» Exercise text
++++++++

Hello and welcome to the Bullseye Tax Relief blog series discussing payroll taxes! 

If you own and operate a small business with employees, then you’ve probably run into payroll taxes already. Payroll taxes, also known as employment taxes, are the taxes that a business is required to pay to the IRS as a result of having employees. But it’s not that simple. These taxes, like social security and medicare, must be withheld from the employees paychecks, matched by the employer and then reported and deposited to the IRS in the correct amount at the correct time.

As a business owner, you know you have a ton of other things going on besides worrying about if you’re supposed to be reporting payroll taxes this week or not, so that’s why we’re hoping to simplify the entire process for you by sharing some of the payroll tax basics.

In our most recent previous blog post, Payroll Tax Due Dates: January, we discussed all of the different IRS paperwork filings that are due in January. If you haven’t read it yet, you should take a quick glance because a lot of important paperwork is due in January! There is a form for withholdings, one for W2s, a separate one for 1099s, an alternate form for agricultural workers and a form for reporting FUTA (Federal Unemployment Tax Act) taxes. As of January 22nd, 2021, according to the IRS Page Employment Tax Due Dates, all of these forms are due by January 31st. However, certain forms like Form 945, Annual Return of Withheld Federal Income Tax and Form 940, Employer’s Annual Federal Unemployment (FUTA) Tax Return allow for an employer to have “10 additional calendar days to file” if you had “deposited all taxes when due.”

++++++++

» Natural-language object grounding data
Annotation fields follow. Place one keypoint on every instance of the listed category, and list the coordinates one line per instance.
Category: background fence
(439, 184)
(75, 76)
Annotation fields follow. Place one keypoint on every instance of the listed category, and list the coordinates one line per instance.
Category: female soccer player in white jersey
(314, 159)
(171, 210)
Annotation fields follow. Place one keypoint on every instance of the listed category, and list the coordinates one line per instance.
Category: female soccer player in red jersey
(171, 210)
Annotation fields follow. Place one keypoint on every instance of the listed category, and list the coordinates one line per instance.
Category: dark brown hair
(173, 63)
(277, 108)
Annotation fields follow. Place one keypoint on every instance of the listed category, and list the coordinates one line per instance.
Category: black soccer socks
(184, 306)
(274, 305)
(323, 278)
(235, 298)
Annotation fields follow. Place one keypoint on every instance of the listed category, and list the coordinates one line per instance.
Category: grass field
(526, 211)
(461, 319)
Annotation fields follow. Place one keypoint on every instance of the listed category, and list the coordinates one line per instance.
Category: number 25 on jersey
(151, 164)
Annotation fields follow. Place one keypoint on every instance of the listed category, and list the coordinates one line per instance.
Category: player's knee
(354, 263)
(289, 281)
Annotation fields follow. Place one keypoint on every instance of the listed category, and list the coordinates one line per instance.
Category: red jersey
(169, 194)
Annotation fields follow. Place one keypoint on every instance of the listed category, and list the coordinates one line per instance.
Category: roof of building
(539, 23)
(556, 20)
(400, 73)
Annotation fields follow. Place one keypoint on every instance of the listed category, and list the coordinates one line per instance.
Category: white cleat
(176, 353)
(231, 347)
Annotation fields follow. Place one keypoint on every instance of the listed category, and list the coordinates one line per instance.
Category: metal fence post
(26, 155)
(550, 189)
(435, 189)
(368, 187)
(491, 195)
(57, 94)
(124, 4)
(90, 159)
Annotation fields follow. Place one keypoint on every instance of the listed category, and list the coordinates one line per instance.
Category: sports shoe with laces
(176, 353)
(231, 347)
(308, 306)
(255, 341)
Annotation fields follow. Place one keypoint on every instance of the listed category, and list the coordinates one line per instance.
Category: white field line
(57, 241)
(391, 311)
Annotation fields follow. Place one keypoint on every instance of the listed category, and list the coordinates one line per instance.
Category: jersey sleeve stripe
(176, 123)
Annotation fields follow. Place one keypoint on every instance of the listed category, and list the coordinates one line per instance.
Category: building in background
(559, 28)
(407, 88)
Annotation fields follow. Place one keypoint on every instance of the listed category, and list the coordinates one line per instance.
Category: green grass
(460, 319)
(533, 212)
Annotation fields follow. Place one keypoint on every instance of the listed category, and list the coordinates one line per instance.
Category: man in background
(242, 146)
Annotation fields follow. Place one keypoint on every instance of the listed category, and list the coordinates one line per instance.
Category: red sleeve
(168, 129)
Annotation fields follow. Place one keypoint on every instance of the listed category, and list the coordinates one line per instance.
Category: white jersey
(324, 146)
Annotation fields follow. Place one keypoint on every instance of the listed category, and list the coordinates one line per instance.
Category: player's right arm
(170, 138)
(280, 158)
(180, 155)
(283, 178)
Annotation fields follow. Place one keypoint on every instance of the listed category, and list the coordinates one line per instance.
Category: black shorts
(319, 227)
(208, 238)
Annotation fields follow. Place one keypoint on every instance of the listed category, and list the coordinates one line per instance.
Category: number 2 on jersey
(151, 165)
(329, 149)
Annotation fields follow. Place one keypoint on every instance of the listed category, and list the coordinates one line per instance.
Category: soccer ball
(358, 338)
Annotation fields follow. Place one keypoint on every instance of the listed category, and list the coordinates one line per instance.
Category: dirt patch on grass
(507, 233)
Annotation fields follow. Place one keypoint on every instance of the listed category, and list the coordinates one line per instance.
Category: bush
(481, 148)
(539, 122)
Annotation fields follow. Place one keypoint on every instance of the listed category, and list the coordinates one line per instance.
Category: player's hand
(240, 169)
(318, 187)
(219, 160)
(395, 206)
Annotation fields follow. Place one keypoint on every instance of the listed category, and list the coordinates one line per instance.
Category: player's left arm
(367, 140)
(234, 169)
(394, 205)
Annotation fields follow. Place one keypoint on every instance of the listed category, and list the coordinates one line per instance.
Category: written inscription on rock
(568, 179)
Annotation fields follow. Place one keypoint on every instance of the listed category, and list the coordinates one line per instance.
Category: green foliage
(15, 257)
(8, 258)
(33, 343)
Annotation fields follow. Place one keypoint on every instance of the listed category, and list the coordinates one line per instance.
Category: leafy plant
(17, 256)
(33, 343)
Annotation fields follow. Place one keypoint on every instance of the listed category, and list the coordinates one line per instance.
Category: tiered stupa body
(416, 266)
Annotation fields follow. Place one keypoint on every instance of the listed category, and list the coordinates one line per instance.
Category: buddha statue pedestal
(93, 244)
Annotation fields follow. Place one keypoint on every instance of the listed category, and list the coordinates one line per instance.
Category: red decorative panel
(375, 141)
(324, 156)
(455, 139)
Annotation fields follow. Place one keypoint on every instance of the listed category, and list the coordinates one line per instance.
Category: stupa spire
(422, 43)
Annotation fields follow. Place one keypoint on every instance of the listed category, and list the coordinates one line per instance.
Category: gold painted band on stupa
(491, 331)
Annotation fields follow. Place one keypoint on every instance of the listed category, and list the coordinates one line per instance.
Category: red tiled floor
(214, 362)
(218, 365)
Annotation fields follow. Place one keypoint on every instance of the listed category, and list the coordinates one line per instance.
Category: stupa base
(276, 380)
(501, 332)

++++++++

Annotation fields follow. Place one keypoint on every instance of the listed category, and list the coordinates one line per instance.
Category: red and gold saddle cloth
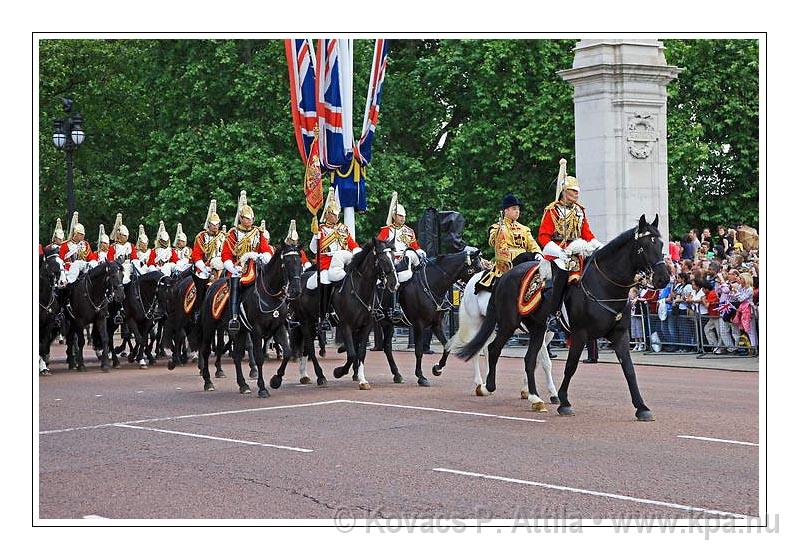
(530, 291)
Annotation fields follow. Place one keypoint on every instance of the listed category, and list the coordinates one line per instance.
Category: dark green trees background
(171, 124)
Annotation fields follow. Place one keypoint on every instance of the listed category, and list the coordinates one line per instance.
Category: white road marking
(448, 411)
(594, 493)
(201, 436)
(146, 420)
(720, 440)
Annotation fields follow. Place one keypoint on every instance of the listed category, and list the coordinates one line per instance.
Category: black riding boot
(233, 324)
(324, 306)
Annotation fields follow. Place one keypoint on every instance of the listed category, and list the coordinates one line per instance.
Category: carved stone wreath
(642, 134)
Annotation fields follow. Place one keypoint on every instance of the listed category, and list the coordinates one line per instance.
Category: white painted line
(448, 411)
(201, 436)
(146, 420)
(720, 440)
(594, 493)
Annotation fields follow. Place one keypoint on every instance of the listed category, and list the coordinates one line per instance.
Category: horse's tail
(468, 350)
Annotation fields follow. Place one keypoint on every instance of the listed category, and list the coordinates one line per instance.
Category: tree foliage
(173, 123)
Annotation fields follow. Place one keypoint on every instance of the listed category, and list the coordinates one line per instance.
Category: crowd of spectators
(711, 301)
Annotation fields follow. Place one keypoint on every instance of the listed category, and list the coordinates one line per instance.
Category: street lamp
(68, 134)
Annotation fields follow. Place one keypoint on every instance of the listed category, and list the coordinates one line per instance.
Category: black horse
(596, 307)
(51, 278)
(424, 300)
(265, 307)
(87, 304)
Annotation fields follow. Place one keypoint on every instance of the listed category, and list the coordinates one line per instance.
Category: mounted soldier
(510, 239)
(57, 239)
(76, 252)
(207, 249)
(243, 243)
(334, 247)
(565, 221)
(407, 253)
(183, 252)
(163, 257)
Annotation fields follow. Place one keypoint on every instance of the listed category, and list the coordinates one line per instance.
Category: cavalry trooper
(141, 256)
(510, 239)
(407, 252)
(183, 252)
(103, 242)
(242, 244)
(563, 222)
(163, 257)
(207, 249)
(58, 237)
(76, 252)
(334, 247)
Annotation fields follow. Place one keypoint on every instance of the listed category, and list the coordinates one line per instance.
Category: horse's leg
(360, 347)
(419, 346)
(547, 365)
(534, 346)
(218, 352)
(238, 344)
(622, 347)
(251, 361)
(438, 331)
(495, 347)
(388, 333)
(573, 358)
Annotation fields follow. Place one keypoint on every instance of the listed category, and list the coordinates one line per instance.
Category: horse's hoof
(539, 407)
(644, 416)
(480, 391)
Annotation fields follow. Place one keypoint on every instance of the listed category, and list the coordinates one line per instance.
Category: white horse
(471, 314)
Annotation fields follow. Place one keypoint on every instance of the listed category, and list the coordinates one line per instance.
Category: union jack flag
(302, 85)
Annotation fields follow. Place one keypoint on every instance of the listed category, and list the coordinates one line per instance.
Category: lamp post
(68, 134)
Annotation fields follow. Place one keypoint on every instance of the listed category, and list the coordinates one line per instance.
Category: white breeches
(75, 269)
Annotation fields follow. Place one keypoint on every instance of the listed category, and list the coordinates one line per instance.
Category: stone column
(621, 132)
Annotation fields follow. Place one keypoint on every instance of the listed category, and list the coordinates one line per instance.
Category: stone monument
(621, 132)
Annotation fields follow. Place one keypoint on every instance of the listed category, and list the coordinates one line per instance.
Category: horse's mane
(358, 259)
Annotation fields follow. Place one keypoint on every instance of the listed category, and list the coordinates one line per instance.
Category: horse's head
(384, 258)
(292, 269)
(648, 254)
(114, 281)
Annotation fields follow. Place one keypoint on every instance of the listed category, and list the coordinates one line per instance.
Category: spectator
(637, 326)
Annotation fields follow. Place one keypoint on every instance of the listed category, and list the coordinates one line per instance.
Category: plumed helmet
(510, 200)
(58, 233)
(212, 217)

++++++++

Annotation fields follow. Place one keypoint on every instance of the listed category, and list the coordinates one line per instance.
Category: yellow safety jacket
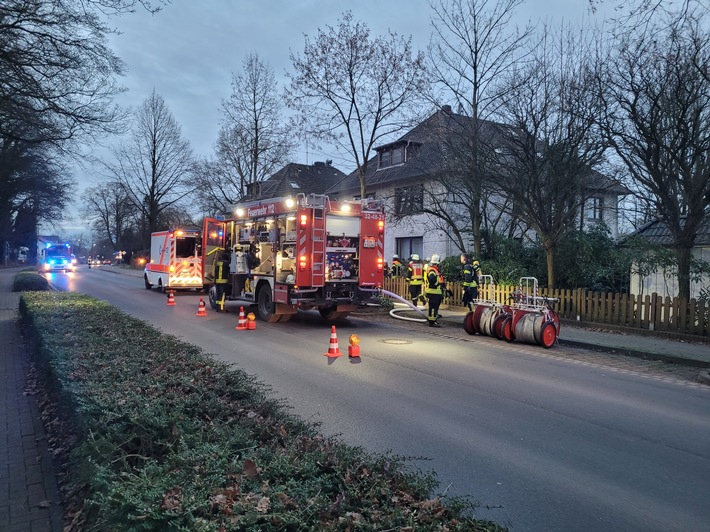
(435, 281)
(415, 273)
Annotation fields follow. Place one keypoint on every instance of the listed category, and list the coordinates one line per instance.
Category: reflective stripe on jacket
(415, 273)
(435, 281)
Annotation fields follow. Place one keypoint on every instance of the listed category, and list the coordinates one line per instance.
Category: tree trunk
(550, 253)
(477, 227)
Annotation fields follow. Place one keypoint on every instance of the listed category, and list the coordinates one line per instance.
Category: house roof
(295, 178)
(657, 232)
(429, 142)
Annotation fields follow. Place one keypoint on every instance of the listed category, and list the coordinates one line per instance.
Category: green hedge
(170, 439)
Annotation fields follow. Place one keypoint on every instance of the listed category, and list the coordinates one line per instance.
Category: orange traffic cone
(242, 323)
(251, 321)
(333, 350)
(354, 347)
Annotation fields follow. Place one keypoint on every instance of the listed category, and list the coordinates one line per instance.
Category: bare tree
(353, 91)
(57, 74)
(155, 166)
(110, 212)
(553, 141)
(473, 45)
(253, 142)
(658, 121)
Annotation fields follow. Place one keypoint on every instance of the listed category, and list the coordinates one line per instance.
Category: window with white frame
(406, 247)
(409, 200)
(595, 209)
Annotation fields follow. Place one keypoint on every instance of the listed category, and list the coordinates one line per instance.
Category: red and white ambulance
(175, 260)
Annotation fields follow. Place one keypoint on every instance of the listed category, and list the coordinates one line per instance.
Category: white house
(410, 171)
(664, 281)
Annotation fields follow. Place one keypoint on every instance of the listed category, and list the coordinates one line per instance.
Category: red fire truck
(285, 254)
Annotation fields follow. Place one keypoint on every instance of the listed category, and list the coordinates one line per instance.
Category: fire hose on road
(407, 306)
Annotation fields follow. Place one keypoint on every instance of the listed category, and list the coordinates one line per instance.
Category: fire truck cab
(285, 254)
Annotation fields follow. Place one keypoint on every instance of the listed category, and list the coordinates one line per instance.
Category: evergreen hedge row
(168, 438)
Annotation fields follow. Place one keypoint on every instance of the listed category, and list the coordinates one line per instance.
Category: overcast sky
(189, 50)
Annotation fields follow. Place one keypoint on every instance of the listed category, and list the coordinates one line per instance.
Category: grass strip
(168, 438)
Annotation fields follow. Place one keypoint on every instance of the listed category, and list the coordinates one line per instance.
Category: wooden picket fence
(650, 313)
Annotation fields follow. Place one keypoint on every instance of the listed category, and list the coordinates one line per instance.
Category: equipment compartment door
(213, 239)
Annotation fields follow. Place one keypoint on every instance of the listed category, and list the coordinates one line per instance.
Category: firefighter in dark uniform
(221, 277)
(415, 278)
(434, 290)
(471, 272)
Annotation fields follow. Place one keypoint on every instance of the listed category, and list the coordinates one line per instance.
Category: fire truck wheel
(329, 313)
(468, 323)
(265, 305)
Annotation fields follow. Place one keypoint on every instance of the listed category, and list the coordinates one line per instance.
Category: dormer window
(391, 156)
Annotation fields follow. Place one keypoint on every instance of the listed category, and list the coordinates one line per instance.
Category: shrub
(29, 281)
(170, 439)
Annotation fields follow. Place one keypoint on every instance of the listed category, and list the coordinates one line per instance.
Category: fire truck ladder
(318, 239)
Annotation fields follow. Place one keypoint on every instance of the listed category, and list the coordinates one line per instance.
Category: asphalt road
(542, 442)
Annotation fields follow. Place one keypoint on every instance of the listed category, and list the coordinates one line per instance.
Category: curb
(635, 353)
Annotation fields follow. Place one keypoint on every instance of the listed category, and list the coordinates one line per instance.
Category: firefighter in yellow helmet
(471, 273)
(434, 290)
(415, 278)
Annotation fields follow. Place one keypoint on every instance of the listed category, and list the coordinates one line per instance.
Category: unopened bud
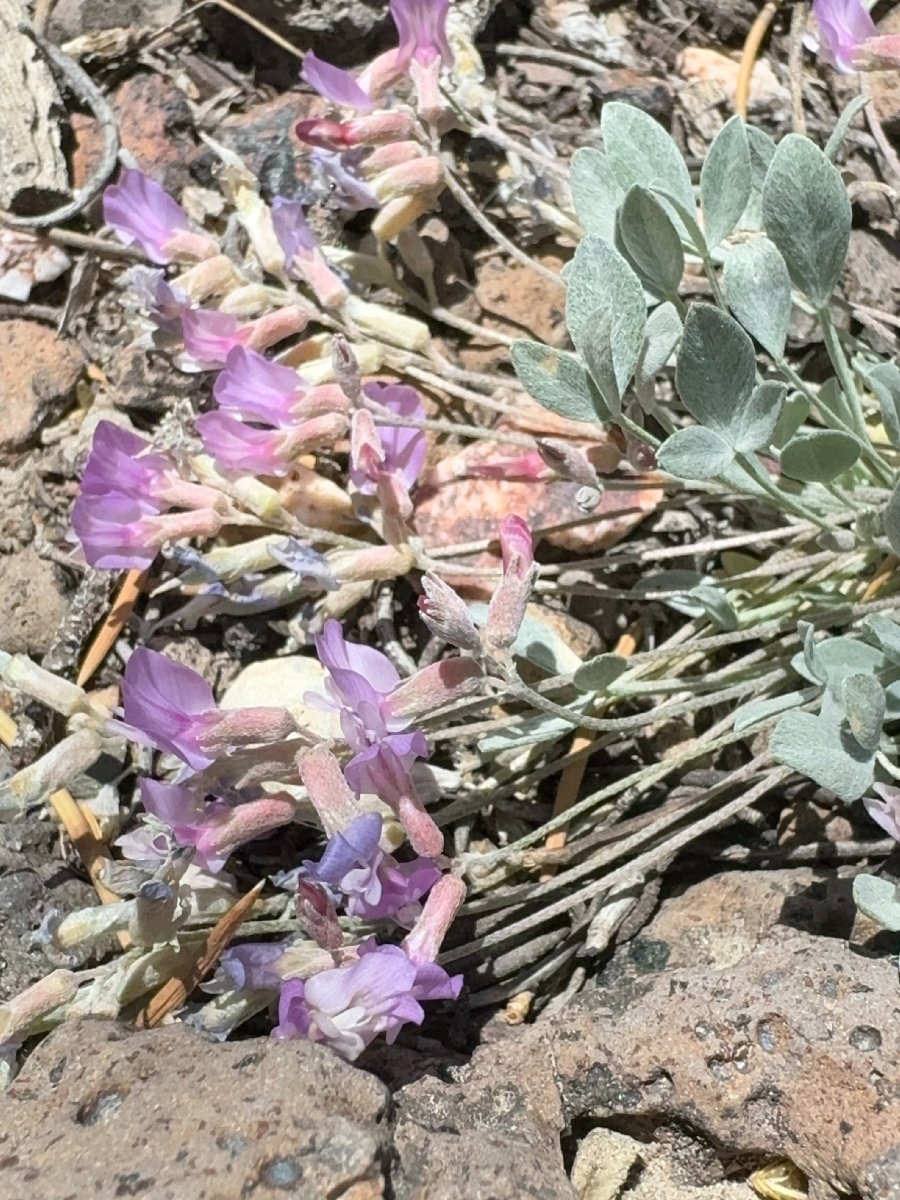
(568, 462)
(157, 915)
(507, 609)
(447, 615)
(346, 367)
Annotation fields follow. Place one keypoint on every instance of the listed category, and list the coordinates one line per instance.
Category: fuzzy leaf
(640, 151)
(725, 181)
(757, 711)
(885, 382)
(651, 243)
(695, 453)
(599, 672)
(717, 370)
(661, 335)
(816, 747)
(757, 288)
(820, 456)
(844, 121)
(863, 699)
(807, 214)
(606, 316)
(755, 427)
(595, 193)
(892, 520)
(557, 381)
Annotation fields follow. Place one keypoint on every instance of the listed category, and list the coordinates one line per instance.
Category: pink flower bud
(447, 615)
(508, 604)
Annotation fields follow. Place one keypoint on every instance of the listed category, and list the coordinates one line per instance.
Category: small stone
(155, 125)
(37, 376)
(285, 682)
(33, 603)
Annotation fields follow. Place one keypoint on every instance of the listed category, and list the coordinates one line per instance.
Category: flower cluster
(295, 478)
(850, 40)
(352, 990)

++++++++

» Work item A
What other name for payroll taxes does the blog post give?
» Work item B
Transcribe the blog post from "As a business" to "payroll tax basics.".
You won't need the items for any of this work.

» Written reply A
Employment taxes.

» Written reply B
As a business owner, you know you have a ton of other things going on besides worrying about if you’re supposed to be reporting payroll taxes this week or not, so that’s why we’re hoping to simplify the entire process for you by sharing some of the payroll tax basics.